Copy every line of the items from the line containing "Target: pile of fallen leaves" through the line containing "(1166, 238)", requests included, and shift each coordinate in the answers by adding 129 to it. Include both of those lines and nothing outside that span.
>> START Dataset extract
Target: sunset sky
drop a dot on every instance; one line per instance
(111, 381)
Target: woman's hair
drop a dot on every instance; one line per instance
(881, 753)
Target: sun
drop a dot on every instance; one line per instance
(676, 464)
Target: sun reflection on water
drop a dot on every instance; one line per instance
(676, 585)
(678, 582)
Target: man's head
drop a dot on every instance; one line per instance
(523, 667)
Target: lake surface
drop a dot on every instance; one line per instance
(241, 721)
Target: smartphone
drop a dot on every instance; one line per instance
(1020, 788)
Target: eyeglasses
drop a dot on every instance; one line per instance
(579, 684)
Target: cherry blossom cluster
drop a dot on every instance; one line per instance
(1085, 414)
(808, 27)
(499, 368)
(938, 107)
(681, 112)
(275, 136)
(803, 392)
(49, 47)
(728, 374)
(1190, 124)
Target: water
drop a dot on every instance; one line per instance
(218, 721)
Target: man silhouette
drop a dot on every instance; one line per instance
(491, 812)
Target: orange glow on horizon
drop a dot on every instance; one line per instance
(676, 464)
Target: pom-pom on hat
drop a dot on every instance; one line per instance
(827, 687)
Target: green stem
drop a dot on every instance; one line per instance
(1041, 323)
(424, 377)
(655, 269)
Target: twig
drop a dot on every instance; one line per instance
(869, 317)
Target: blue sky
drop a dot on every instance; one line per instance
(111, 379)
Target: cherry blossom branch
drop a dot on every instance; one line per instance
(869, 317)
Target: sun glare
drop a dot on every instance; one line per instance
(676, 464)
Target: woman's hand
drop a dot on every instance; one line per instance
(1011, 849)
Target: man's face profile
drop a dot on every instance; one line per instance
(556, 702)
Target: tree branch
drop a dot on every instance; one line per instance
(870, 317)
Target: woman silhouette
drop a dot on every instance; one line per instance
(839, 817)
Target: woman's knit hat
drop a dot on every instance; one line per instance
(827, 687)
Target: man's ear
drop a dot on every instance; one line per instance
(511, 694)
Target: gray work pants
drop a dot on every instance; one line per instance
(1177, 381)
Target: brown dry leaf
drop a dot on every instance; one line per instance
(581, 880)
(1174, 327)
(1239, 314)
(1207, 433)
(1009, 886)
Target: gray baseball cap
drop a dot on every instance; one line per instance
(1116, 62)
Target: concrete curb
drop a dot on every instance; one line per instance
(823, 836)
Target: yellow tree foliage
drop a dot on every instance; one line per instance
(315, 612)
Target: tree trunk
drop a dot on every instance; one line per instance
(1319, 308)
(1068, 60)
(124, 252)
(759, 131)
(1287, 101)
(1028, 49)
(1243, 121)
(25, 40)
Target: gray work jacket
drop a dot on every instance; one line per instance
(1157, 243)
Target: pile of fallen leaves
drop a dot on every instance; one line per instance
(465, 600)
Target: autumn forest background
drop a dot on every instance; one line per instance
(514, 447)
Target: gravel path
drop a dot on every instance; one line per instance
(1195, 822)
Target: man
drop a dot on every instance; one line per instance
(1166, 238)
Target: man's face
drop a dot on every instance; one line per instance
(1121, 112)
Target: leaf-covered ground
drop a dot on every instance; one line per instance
>> END Dataset extract
_Solution to the problem_.
Target: pile of fallen leaves
drop a dot on every instance; one line per instance
(594, 729)
Target: autumn forest background
drop a dot on every instance; one line per instance
(643, 576)
Target: gravel path
drop a dot on every instance; one line per instance
(1324, 951)
Target: man
drop a dot on every instance; one line per instance
(1295, 367)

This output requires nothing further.